• GIVEN REQUEST: Copy out every line of the listing below word for word, leaving out the picture.

BEGIN RECORD SET

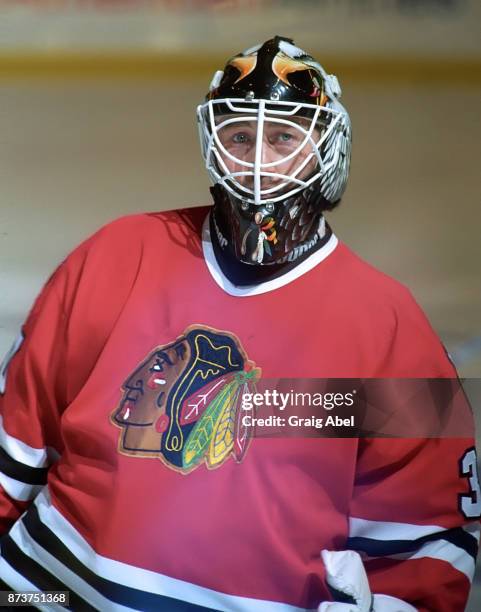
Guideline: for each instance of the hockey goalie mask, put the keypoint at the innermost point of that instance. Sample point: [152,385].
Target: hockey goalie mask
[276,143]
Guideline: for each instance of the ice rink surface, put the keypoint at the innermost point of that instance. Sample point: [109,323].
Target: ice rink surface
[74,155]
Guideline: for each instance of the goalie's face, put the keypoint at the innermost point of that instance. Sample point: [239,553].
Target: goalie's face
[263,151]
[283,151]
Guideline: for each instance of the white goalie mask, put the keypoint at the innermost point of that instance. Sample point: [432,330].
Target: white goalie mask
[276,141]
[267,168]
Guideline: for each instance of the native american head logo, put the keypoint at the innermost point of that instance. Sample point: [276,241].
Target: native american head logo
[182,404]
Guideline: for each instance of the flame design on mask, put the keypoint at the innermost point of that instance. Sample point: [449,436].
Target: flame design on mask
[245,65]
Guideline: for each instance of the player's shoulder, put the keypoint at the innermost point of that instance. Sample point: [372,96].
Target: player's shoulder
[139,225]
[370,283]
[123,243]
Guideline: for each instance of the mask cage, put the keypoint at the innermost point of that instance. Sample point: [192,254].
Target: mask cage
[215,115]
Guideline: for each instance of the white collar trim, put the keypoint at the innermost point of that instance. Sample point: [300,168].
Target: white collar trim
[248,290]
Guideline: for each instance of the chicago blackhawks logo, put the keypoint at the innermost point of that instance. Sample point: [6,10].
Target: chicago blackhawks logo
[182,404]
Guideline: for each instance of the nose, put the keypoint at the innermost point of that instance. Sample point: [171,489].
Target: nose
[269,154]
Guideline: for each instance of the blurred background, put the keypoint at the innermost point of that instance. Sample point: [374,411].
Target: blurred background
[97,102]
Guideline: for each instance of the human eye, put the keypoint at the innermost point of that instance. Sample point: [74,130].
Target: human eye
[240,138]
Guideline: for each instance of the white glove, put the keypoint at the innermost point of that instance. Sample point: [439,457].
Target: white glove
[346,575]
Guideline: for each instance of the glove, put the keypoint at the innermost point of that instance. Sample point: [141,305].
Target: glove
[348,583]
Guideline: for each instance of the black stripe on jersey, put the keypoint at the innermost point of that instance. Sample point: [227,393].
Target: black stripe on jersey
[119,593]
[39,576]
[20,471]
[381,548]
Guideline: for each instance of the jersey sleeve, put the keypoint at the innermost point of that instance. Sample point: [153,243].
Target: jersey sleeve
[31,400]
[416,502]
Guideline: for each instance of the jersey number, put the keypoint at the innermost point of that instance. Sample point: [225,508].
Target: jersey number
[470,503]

END RECORD SET

• ANSWER TO THIS TASK:
Guideline: for each instance of the hockey goalie mask, put the keypoint at the innermost point of that instance. Sample point: [152,385].
Target: hockey goalie mask
[276,143]
Guideline: for each instance of the ice rink surface, put the keypoint at the innermost point of that instance. Sample point: [109,323].
Target: ice rink surface
[74,155]
Guideline: for each instance of the goalie's face, put the keypoint at the innermost point of that instance. Sample point: [239,553].
Target: goalie's face
[263,151]
[283,151]
Guideline: for each instance of the white goalie mask, put the keypoint at the innermost point of that instance. Sample point: [432,330].
Target: white goalie mask
[276,141]
[267,168]
Guideline: for each instance of the native american head logo, put the keypoint at the innermost point of that instance. Sample point: [276,241].
Target: native american head logo
[182,404]
Guideline: for each instance of the flame design on mask, put the keypoint at the innermost point of that instance. Sample point: [449,436].
Target: flame design on mask
[245,65]
Guideline: for each instance of the player's shoulder, put the keypoint at the innermost point of that instance. Sample point: [372,96].
Target: player's shoulder
[139,225]
[370,283]
[123,243]
Guideline: for each instance of the mask cage, put the keypoint at the innermost point of that instance. Sample point: [192,254].
Target: mask cage
[215,115]
Guideline: for each instance of the white collar trim, put the keypoint at the innermost point of that instance. Sample point: [300,168].
Target: white collar trim
[248,290]
Guideline: for each instance of the chicago blackhawks logo, put the keypoint at the innermost point of that instance. Sample point: [6,10].
Target: chicago blackhawks logo
[182,404]
Guideline: for each instance of the nose, put the keypoint at the innermost point of that instance. Sample point: [171,489].
Target: nose
[269,154]
Guideline: for each instance of the blurred background, put the keypoint at the innermost point of that instance. Sample point: [374,411].
Target: blurred background
[97,102]
Guideline: for each instance of the human eye, put the keypoint at the innermost point of that instance. Sample point: [74,130].
Target: human eye
[240,138]
Guideline: for each instance of the white glove, put the keypoint at the innermost point of that instance. Sample point: [439,457].
Target: white glove
[346,575]
Guideline: for each instance of the glove, put the keypoint at the innermost point of that instance. Sample point: [141,305].
Target: glove
[348,583]
Guideline: for each instance of the black stripe on jersey, put the keypoint at the innermost point of that instance. Sample point: [227,393].
Target: black stripe on jersey
[119,593]
[39,576]
[20,471]
[381,548]
Guideline: for each instance of the jersey sleeve, put the keypoint at the innermost point of that instance. Sample point: [153,243].
Target: jersey sleeve
[31,400]
[416,502]
Guideline: for each instance of the jersey number, put the keypoint at the innermost point of that instance. Sample point: [225,508].
Target: jersey number
[470,503]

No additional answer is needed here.